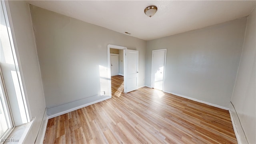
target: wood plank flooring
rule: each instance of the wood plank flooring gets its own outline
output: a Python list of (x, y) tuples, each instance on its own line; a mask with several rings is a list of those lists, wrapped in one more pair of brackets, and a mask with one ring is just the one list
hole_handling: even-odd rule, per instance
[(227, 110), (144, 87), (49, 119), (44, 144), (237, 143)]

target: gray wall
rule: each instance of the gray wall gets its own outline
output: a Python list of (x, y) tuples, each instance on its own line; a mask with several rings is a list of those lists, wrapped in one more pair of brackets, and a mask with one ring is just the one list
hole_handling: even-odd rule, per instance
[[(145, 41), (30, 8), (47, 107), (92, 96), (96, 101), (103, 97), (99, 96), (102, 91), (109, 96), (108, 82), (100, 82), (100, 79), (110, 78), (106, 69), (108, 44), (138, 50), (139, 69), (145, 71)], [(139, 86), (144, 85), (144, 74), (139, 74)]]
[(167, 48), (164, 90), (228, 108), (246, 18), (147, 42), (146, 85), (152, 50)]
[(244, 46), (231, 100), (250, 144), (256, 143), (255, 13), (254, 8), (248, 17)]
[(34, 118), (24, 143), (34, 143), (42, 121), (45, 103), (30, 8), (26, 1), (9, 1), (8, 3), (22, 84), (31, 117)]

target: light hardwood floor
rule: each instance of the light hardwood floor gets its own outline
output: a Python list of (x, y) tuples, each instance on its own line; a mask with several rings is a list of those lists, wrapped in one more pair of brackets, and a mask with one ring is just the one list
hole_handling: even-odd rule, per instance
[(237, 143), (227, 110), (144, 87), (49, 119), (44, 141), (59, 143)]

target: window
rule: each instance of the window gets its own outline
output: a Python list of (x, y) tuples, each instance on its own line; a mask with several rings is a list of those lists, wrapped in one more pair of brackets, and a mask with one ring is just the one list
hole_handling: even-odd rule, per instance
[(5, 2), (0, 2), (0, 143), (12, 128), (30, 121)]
════════════════
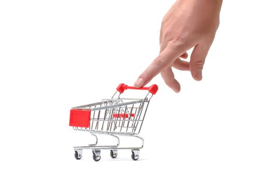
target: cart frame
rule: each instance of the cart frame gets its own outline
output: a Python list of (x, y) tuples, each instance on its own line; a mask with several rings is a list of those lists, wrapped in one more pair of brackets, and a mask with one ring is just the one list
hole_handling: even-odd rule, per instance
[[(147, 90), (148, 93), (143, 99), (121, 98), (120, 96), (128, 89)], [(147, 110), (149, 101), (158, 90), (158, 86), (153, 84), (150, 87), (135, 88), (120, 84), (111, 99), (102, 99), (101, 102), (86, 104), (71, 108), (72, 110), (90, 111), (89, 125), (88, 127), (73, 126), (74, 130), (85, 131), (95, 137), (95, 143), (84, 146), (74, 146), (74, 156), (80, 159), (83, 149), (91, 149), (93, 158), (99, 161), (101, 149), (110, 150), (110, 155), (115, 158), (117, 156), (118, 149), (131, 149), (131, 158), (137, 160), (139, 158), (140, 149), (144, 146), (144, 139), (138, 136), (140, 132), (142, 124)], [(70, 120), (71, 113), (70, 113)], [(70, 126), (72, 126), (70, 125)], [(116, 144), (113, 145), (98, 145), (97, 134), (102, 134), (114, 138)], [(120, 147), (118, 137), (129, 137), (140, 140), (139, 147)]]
════════════════
### Instructions to follow
Convert the lines from the one containing "target: window" through the one containing "[(5, 2), (0, 2), (0, 143), (12, 128), (30, 121)]", both included, into a Markdown table with the columns Number and Line. Number each line in order and leave out blank lines.

### Exercise answer
| Number | Line |
|---|---|
| 1 | target: window |
| 2 | rule: each instance of the window gets its own outline |
| 3 | output: a Python list of (x, y) tuples, each instance on its own line; a mask with several rings is a list of those lists, wrapped in one more pair of brackets, and a mask with one ring is just the one list |
| 4 | hole_handling: even-odd rule, per instance |
| 5 | [(5, 2), (0, 2), (0, 143), (12, 128), (30, 121)] |